### [Source extract]

Andrea Obholzer is currently studying for a MA in History of Art at the Courtauld Institute, having previously studied at the universities of Oxford and Cambridge. She worked for twenty-five years as a child psychotherapist in the NHS. She is married with three adult sons and lives in London.
Euphemia Lamb was painted and sculpted by many renowned artists during the period before the First World War, such as Augustus John, Henry Lamb, Ambrose McEvoy, Jacob Epstein and James Dickson Innes. She was at the vanguard of modern British art. She was also a literary muse for many leading writers of the period, including Virginia Woolf, Henri-Pierre Roche and Aleister Crowley. Euphemia was the embodiment of the modern woman: sexually liberated, hard-working and ambitious. She used her connections in bohemian London and Paris to educate herself and advance the notion of what a woman could be in early twentieth-century British society. Euphemia was a pioneer who broke down barriers and her legacy survives in art and literature.

She is 17 years old, snowy flesh,

periwinkle eyes, long blonde hair,

a rich, fresh pink mouth. – Henri-Pierre Roché

the elopement was scandalous. But Nina and Henry were lovestruck and carefree. Nina’s lowly social origins meant that she had little to lose; she was much less bound to social propriety than a middle-class girl would have been. Nina had no prospects in Manchester apart from menial work and marriage. Henry and the plan to go to London must have seemed like a wonderful opportunity. She was galvanised by his talent and knew that if the worst happened, he would still have his respectable family to fall back on. Henry had a safety net, and she was prepared to take a risk. She had been friendly with the prostitutes in Manchester, so the fall from grace would have been an imaginable and ordinary risk to Nina – she wanted adventure and excitement.

They arrived in London and found separate lodgings. Henry immediately went to visit Francis Dodd who lived in Chiswick. They also visited the artist Muirhead Bone (married to Dodd’s sister) who lived in Chiswick Mall which Nina thought was beautiful, with large Georgian houses and villas nestled on the banks of the river Thames. Like Dickens as a boy seeing the mansion at Gad’s Hill, Nina made a mental note that if ever fortune were to come her way, this was the place she would like to live.

### [Complete the following]
**a)** Answer these questions using the Euphemia Lamb extract:
(i) For how many years did Andrea Obholzer work as a child psychotherapist in the NHS?
(ii) Whom did Henry go to see right after arriving in London?
(iii) To whom was the artist Muirhead Bone married?
**b)** Copy the part of the Euphemia Lamb extract that opens with the words containing "the elopement was" and closes with "adventure and excitement.", swapping every "Manchester" for "Liverpool".
**c)** Recast the paragraph of the Euphemia Lamb extract that begins "They arrived in London" as a short list, keeping its main facts.
The records that follow come from a separate source.

### [Data shown]
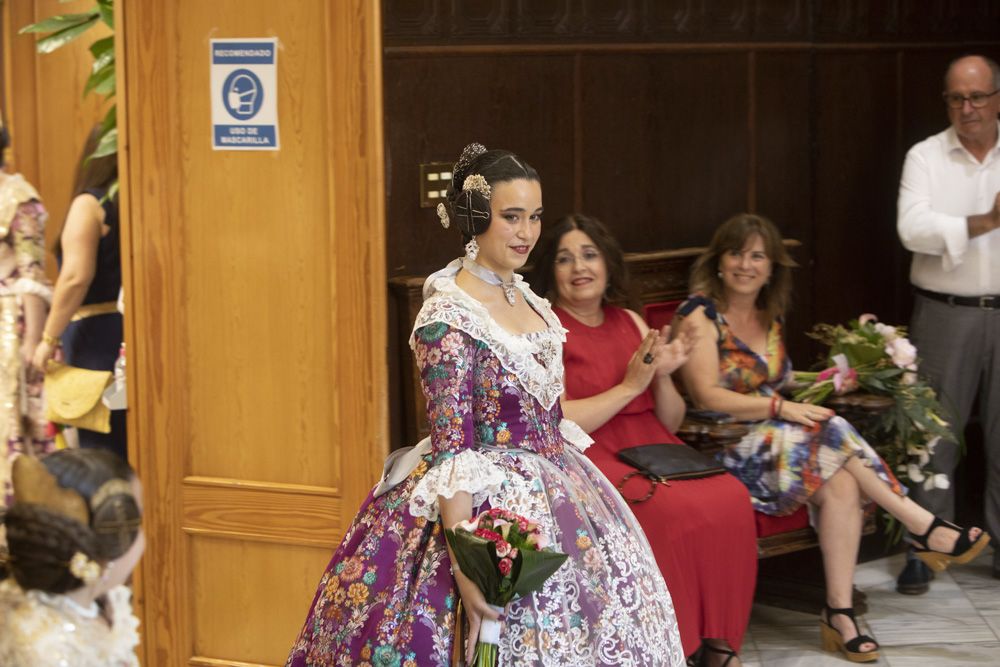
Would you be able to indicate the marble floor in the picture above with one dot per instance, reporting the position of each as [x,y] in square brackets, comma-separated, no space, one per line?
[956,623]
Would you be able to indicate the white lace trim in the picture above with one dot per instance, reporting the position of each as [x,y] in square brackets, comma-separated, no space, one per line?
[38,629]
[468,471]
[29,286]
[449,304]
[575,435]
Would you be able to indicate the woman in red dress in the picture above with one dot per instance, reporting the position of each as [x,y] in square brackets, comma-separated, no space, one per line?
[619,389]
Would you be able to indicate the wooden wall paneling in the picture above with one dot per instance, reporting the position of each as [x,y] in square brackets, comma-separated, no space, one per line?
[783,128]
[664,145]
[48,117]
[437,105]
[151,263]
[857,180]
[257,303]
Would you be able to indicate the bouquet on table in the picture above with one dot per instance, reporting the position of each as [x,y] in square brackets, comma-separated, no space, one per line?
[879,359]
[506,556]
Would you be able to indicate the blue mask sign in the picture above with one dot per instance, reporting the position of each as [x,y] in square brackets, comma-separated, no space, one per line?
[244,94]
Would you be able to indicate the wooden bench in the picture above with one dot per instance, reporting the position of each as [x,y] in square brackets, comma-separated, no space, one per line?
[660,282]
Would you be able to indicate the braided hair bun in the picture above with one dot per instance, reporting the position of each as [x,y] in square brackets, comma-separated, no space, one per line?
[468,196]
[43,538]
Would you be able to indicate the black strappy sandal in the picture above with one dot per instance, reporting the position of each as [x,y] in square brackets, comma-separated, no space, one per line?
[833,641]
[964,550]
[707,648]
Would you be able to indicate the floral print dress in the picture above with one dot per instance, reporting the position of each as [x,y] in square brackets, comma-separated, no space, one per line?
[388,596]
[22,272]
[781,463]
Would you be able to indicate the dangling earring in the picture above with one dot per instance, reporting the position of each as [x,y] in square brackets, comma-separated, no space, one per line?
[472,249]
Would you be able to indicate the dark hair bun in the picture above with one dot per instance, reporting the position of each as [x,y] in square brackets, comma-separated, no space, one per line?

### [Task responses]
**a)**
(i) Twenty-five years.
(ii) Francis Dodd.
(iii) Dodd's sister.

**b)**
the elopement was scandalous. But Nina and Henry were lovestruck and carefree. Nina’s lowly social origins meant that she had little to lose; she was much less bound to social propriety than a middle-class girl would have been. Nina had no prospects in Liverpool apart from menial work and marriage. Henry and the plan to go to London must have seemed like a wonderful opportunity. She was galvanised by his talent and knew that if the worst happened, he would still have his respectable family to fall back on. Henry had a safety net, and she was prepared to take a risk. She had been friendly with the prostitutes in Liverpool, so the fall from grace would have been an imaginable and ordinary risk to Nina – she wanted adventure and excitement.

**c)**
- Nina and Henry arrived in London and took separate lodgings.
- Henry went straight away to visit Francis Dodd, who lived in Chiswick.
- They also visited the artist Muirhead Bone, Dodd's brother-in-law, at Chiswick Mall.
- Nina found Chiswick Mall beautiful, with large Georgian houses and villas along the Thames.
- Like Dickens as a boy seeing the mansion at Gad's Hill, she decided that this was where she would like to live if she ever came into money.